**Problema breve 1**: Enumera las pérdidas intangibles que el fragmento sobre perder y ganar da como ejemplo.
_ _ _ _
En la vida ganamos y perdemos. Las ganancias
nos dan alegrías. Las pérdidas nos incomodan y nos causan frustración. Perder y
ganar es el juego permanente. Desde pequeños se nos habla del éxito, de los
triunfadores, de los imbatibles, de los campeones. Pero poco se nos instruye
que para ganar hay que perder. Y cómo afrontarlo, menos. No se nos enseña a perder, porque se nos
inculca que el mundo es de los poderosos, de los que nunca se dan por vencidos.
Craso error. Es la idea absurda de que sólo el trofeo nos da felicidad.
Más sabio sería que desde niños se nos dijera
que reconocer la derrota y saber aceptarla es signo de inteligencia. Muchas
veces hace falta la resignación cuando perdemos algo que escapa realmente de
nuestro control, de nuestro dominio. Llega la hora de renunciar a aquello que
jamás llegará en el futuro. Eso es el sentido de la trascendencia.
¿Por qué nos
duele tanto perder? Porque estamos amarrados, en extremo, a las cosas
materiales como a las inmateriales. Queremos poseerlo todo. De la ambición
pasamos muchas veces a la codicia. Y tal
como la afirma Rafael Santandreu, desde el punto de vista psicológico, las
pérdidas intangibles son peores que las tangibles. Si se va la alegría, el
éxito, el amor, la aceptación, eso nos causa un desespero peor que perder una
casa con piscina, porque las cosas inmateriales son más difíciles de definir,
de medir, de acotar. ¿Y por qué nos
cuestan tanto las pérdidas?
_ _ _ _
**Problema breve 2**: Enumera, tal como aparecen, todas las líneas de las entradas siguientes que contienen la cadena "lamp".

(Ejemplos de etiquetado con puntos)
_ _ _ _
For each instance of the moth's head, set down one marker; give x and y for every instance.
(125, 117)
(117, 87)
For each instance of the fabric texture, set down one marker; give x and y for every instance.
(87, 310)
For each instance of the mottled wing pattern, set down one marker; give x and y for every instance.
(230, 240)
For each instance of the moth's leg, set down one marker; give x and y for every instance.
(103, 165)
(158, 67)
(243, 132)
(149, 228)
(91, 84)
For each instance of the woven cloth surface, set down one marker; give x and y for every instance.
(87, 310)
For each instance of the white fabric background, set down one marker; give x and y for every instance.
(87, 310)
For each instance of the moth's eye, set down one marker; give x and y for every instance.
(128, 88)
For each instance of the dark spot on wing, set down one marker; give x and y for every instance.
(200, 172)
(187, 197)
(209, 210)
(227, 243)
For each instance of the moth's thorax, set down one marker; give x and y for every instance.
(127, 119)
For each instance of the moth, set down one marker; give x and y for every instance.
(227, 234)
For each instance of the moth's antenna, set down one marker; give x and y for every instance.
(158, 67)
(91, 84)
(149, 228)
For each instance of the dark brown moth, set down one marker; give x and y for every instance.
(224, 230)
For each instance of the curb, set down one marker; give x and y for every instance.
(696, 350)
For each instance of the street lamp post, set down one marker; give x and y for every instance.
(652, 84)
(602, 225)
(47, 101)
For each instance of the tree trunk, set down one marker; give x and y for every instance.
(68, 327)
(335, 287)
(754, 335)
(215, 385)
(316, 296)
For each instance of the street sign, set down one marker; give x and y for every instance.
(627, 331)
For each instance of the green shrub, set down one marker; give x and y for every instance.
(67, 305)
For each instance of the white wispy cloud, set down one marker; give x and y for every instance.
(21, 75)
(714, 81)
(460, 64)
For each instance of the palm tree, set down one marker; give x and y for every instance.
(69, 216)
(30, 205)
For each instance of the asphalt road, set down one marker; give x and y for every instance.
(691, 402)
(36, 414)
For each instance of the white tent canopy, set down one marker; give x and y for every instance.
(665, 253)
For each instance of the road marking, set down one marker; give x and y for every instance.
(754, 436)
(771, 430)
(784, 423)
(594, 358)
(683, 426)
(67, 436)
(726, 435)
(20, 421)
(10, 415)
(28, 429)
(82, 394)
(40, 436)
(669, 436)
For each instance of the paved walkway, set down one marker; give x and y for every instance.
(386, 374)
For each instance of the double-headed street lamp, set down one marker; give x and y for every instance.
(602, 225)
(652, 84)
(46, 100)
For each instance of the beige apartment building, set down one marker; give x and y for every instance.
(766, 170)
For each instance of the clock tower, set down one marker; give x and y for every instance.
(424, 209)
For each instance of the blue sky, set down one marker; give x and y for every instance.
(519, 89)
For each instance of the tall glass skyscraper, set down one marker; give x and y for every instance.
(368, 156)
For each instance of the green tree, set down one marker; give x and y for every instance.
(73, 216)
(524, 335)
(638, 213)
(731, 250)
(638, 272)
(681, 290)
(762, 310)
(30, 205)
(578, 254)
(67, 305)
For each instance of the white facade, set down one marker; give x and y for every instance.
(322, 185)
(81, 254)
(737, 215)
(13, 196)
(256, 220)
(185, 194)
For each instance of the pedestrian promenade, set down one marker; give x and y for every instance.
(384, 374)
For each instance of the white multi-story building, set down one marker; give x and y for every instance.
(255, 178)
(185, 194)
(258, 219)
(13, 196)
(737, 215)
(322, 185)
_ _ _ _
**Respuesta completa 1**: La alegría, el éxito, el amor y la aceptación.

**Respuesta completa 2**:
For each instance of the street lamp post, set down one marker; give x and y for every instance.
For each instance of the double-headed street lamp, set down one marker; give x and y for every instance.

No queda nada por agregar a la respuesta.